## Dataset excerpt
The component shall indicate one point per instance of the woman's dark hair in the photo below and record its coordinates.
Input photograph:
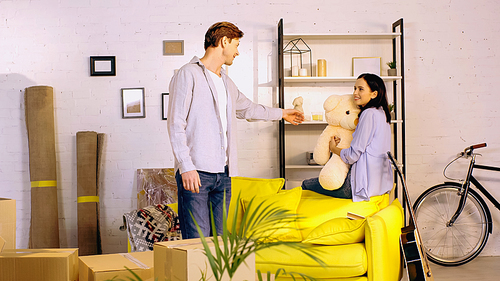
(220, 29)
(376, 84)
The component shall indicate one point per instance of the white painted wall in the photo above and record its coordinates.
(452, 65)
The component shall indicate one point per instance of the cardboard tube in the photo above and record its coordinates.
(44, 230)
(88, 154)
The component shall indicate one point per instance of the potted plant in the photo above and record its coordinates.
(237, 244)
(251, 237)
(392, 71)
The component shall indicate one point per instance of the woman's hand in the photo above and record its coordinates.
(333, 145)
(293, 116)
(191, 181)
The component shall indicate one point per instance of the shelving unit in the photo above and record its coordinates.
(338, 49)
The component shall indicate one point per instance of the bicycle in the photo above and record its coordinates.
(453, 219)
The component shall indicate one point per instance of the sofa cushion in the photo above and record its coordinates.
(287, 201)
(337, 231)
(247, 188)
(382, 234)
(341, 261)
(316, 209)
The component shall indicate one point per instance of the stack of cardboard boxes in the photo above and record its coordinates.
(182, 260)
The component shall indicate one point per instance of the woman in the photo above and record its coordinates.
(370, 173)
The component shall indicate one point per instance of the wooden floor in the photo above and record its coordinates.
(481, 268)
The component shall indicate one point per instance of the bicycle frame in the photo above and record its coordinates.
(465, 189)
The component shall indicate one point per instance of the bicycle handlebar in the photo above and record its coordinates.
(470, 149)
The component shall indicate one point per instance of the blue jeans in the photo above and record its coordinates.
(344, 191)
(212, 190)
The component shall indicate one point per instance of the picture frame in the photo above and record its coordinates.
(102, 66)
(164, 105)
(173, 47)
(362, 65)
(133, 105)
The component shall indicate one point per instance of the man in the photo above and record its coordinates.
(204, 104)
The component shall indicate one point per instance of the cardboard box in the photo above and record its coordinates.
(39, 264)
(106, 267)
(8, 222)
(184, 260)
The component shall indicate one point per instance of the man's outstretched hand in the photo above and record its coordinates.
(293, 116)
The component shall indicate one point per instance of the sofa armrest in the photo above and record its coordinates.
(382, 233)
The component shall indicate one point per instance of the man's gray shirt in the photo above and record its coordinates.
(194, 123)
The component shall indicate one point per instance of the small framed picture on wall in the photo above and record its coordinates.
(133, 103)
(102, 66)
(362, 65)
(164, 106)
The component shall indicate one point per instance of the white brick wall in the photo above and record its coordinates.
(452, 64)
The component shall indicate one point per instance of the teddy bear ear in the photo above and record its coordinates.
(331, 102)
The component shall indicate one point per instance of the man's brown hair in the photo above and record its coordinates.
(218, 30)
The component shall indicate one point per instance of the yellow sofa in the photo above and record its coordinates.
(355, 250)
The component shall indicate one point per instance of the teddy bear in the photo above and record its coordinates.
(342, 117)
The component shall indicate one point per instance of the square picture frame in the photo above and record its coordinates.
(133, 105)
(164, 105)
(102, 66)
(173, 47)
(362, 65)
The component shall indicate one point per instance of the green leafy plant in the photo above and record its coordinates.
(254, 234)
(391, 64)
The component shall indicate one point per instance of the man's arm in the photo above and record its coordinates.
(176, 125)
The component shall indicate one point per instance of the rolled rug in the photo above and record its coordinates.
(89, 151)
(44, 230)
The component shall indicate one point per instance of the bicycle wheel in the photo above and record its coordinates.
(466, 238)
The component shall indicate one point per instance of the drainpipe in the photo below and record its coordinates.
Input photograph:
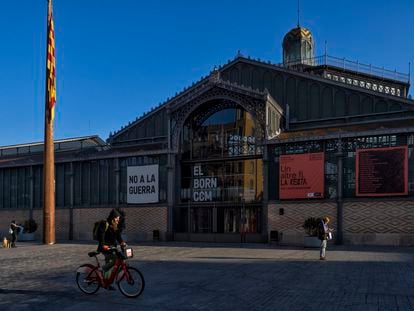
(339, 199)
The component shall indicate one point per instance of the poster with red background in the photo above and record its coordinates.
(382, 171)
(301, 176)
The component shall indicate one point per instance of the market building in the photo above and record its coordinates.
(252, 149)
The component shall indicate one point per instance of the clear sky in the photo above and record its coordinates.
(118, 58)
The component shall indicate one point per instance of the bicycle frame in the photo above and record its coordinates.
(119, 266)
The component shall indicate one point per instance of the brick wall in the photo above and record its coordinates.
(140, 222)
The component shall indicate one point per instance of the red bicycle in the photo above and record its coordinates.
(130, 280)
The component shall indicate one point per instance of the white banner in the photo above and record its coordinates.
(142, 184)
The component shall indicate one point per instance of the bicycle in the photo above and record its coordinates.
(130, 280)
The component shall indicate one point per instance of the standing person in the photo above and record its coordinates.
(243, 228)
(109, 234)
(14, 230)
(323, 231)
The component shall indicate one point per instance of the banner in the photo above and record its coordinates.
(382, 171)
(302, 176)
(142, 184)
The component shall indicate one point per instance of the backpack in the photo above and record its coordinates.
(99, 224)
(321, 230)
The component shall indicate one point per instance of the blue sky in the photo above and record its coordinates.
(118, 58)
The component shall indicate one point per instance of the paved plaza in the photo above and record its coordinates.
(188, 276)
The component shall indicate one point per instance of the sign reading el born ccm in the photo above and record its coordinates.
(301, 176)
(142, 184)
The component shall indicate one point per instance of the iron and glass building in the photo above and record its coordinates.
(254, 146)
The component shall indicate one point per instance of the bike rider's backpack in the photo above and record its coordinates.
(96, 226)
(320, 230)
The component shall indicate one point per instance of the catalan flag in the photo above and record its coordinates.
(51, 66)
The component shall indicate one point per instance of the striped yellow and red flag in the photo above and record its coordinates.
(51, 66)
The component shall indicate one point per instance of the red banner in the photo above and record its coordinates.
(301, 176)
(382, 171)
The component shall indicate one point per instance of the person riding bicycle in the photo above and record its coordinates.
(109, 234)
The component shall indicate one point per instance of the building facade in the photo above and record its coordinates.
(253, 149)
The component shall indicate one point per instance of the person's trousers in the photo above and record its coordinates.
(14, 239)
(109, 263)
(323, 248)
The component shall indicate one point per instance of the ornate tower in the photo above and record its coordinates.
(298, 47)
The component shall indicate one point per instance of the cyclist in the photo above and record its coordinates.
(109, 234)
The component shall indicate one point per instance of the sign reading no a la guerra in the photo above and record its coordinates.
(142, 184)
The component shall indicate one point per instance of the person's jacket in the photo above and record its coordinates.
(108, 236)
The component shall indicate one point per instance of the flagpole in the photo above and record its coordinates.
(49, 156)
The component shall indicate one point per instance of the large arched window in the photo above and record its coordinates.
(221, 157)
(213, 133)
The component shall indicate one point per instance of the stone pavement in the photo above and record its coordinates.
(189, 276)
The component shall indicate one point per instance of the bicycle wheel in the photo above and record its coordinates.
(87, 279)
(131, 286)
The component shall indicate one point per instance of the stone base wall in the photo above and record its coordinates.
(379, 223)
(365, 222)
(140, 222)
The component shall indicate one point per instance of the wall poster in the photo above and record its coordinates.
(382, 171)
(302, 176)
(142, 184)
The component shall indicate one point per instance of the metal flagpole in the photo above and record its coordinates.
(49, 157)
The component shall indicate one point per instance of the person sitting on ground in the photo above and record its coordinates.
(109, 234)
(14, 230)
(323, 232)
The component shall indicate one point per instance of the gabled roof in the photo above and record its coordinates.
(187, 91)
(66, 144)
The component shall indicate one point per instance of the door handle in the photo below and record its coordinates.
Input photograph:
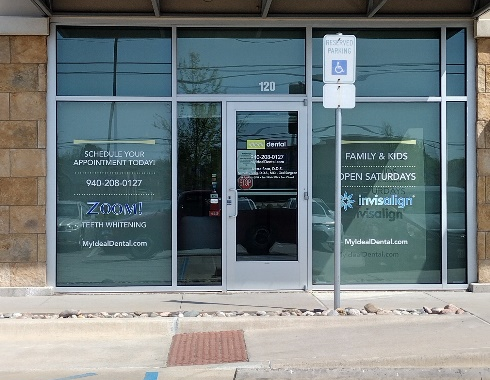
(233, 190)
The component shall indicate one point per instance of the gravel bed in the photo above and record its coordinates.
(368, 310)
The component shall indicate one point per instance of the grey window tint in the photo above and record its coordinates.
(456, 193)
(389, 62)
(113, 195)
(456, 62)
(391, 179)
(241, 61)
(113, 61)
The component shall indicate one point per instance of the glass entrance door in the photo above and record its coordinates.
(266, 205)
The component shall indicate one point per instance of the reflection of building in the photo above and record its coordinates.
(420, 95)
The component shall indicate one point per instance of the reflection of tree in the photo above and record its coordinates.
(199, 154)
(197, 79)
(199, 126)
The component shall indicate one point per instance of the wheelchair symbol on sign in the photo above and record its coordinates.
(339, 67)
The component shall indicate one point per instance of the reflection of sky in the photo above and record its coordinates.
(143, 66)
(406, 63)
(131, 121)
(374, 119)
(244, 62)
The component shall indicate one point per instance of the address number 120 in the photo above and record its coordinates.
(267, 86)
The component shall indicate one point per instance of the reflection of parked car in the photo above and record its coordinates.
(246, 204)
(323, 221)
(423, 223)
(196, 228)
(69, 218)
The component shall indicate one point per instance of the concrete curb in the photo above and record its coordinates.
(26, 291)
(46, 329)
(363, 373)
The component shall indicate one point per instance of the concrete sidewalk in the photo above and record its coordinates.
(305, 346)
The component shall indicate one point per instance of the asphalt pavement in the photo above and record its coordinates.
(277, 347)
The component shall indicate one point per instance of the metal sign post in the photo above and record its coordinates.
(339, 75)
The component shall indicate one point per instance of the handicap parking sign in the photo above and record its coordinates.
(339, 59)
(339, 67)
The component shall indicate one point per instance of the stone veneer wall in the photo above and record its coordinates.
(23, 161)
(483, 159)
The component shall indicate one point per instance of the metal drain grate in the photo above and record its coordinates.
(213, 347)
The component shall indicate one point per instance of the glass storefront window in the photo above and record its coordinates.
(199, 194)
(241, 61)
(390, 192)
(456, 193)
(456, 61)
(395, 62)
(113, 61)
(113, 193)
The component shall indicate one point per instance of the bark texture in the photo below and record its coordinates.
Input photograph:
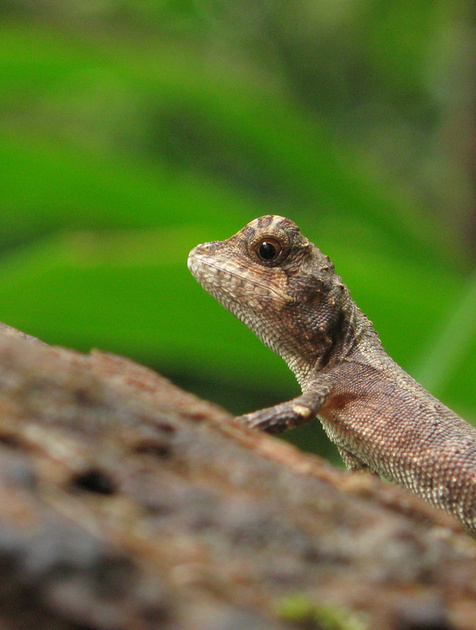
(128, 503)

## Instruction
Reproduce the records above from the line containing "of the handicap" down through the end, swapping "storefront" for "shopfront" and changing nothing else. Omit the pictures.

## Correct response
The component shall indicate one point per instance of the handicap parking sign in the photo above and record its coordinates.
(339, 59)
(339, 67)
The component shall indicate one point per instance of the stone veneer wall in the photo above and record its coordinates.
(23, 161)
(483, 159)
The component shall indicate one point per instance of the metal drain grate in the photo above and record its coordinates.
(213, 347)
The component shall indicate one point per instance of the glass shopfront window in the photo above and record its coordinates.
(199, 194)
(241, 61)
(390, 192)
(456, 193)
(456, 61)
(395, 62)
(113, 61)
(113, 193)
The component shall indicate one point per instance of the bark texture in the photo below and record its coordinates.
Input photograph:
(128, 503)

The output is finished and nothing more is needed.